> Request A: Duplicate the entries below verbatim, from the line with "Mark one point on every instance of the weathered" to the line with "pixel 170 133", including both of those lines, and omit the pictures.

> Excerpt:
• • •

Another part of access control is allowing a resource to expire gracefully. It’s important to know when to lose data: sometimes documents, resources, spaces, personas or entire identities may be transient and only required for a certain length of time. There’s no need for everything on the web to exist indefinitely; currently, rigorous indexes like Google ensure that much of it does.

Finally, the tools and standards we create must be permissive of goals, content and structure that we might not have thought of. There certainly doesn’t need to be an overarching structure or taxonomy between individual identity spaces, and constraining the technology to a rigid set of activities and data types would limit the scope of the platform.

Problem to solve: ownership

Existing web applications tend to have a single-ownership model for resources. However, Silona Bonewald rightly pointed out to me that this isn’t always the case, and in a free-flowing social mesh, multiple ownership needs to be represented. For example, all collaborators on a resource should have ownership access, unless they explicitly choose to rescind that right.

In a company environment, a user’s employer may have shared ownership (or full ownership, with author access available to the employee). The same may be true with students in a university environment. On sites like Facebook, the service owner may in reality have some ownership rights over the content.

How can we maintain this granularity, but also retain user control?

Problem to solve: privacy & transparency

There is a very public attitude of "when you put something online, it’s published" in some parts of the software development community, which is a useful concept that gives developers carte blanche to share data freely. In a fully user-controlled environment, this public-or-completely-private binary situation can no longer be the case; a resource may have been published to a few select people. Ignoring this trait disallows the platform’s use in important environments like enterprises or public bodies.

When you sign up to a service, you agree to that service’s terms and conditions and privacy policy. However, your data may be farmed out to a collection of other, secondary services via APIs, without your knowledge or consent.

An important aspect of user control is knowing how your data is used and where it is transmitted by the applications you use, so I propose a simple, human-identifiable and machine-readable mark that:

  1. Applies permissions to how my data can be used by applications (like Creative Commons does for shared content)

• • •

> Request B: Set down the passage above on user control of web data word for word, from "Finally, the tools" to "of the platform.".

> Entries drawn from a dataset:
• • •

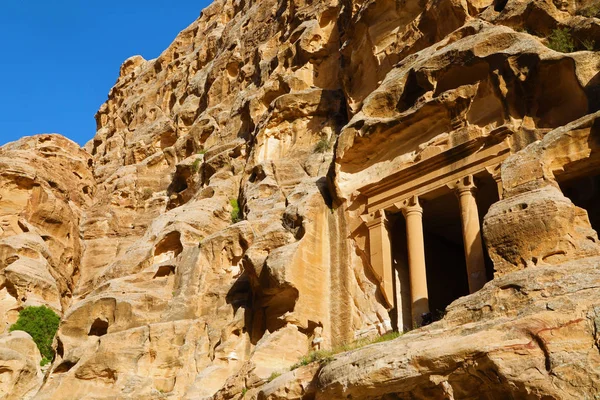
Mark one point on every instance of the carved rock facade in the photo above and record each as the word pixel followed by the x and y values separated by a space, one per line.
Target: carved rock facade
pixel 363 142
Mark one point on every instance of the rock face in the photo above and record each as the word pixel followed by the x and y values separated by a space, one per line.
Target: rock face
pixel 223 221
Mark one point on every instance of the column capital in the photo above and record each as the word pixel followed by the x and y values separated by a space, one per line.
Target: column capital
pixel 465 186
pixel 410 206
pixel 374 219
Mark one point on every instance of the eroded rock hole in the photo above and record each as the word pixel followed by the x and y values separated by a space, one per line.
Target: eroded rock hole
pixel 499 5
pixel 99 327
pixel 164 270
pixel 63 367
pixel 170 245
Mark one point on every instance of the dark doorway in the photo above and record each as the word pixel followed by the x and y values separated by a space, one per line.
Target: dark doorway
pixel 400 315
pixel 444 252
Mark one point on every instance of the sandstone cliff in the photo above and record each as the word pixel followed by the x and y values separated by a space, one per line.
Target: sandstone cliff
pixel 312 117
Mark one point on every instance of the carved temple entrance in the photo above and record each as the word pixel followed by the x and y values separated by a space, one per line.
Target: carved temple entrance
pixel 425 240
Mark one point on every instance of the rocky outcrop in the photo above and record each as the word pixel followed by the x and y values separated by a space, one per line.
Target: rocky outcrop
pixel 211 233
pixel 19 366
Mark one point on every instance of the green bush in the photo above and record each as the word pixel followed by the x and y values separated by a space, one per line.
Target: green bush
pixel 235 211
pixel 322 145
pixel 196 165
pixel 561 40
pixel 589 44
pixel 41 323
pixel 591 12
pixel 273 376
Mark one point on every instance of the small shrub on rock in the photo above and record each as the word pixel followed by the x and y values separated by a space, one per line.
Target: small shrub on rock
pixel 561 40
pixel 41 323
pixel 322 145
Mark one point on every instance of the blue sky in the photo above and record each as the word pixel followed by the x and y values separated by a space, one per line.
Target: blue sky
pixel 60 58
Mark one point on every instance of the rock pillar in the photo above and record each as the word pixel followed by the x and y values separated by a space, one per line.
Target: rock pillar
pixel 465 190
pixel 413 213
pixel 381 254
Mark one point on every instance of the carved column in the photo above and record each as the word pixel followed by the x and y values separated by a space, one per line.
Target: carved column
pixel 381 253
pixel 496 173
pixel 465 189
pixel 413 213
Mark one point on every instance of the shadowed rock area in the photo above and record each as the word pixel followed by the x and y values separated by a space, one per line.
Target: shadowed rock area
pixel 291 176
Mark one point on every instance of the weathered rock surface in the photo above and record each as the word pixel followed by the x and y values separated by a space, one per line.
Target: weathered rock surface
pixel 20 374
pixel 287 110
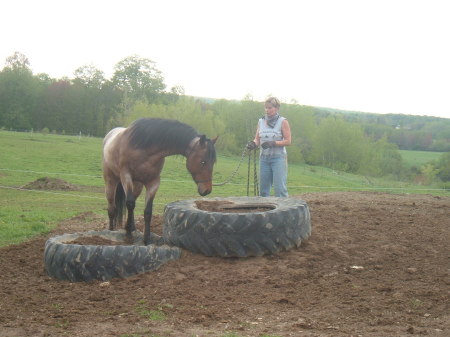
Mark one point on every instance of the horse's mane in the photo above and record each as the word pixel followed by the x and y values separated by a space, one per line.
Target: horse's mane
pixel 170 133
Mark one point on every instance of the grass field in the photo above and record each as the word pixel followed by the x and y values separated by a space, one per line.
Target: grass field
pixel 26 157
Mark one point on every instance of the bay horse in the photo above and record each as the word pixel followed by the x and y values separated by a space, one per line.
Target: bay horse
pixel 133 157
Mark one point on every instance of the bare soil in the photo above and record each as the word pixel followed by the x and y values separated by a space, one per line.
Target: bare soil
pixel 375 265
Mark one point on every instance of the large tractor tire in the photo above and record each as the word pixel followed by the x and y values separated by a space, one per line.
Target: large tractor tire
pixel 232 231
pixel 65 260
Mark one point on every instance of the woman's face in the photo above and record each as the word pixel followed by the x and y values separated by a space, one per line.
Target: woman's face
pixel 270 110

• • •

> Reply A:
Mark one point on every instance of the weathered rock surface in the photo above and record each as the word pixel followed by the x and y values separated by a space, one per line.
Target: weathered rock surface
pixel 20 374
pixel 287 110
Mark one point on every instance of the horse's mane in the photo above and record each as the word pixel followed by the x and y values separated by a space, one per line.
Target: horse's mane
pixel 170 133

> Reply B:
Finally, the tools and standards we create must be permissive of goals, content and structure that we might not have thought of. There certainly doesn’t need to be an overarching structure or taxonomy between individual identity spaces, and constraining the technology to a rigid set of activities and data types would limit the scope of the platform.